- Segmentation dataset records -
******
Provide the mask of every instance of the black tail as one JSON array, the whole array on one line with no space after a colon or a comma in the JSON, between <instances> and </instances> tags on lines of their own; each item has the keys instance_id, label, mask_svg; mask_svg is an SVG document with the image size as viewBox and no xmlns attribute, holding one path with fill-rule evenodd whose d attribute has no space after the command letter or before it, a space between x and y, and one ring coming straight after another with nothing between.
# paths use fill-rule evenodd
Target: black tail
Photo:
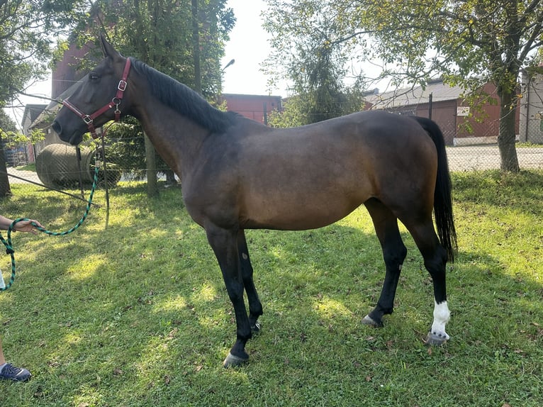
<instances>
[{"instance_id":1,"label":"black tail","mask_svg":"<svg viewBox=\"0 0 543 407\"><path fill-rule=\"evenodd\" d=\"M454 262L458 244L457 231L454 228L454 218L452 215L451 177L449 174L449 164L447 161L443 133L435 122L430 119L417 116L410 117L416 120L426 130L437 150L437 179L434 191L434 216L441 244L447 249L449 260Z\"/></svg>"}]
</instances>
******
- Exercise goal -
Write out every line of the records above word for word, leaving out the pictures.

- Problem solution -
Provide the mask of every instance of the black tail as one JSON array, the whole array on one line with no space after a colon or a comma in the JSON, between <instances> and </instances> tags on lines of their own; each item has the keys instance_id, label, mask_svg; mask_svg is an SVG document with the image size as viewBox and no xmlns attribute, holding one path with fill-rule evenodd whose d attribute has no space after the command letter or before it, a space between x and y, and one ring coming straight after another with nothing between.
# paths use fill-rule evenodd
Target: black tail
Photo:
<instances>
[{"instance_id":1,"label":"black tail","mask_svg":"<svg viewBox=\"0 0 543 407\"><path fill-rule=\"evenodd\" d=\"M454 262L458 244L457 231L454 228L454 218L452 215L451 177L449 174L449 164L447 161L443 133L435 122L430 119L417 116L410 117L416 120L426 130L437 150L437 179L434 191L434 216L441 244L447 249L449 260Z\"/></svg>"}]
</instances>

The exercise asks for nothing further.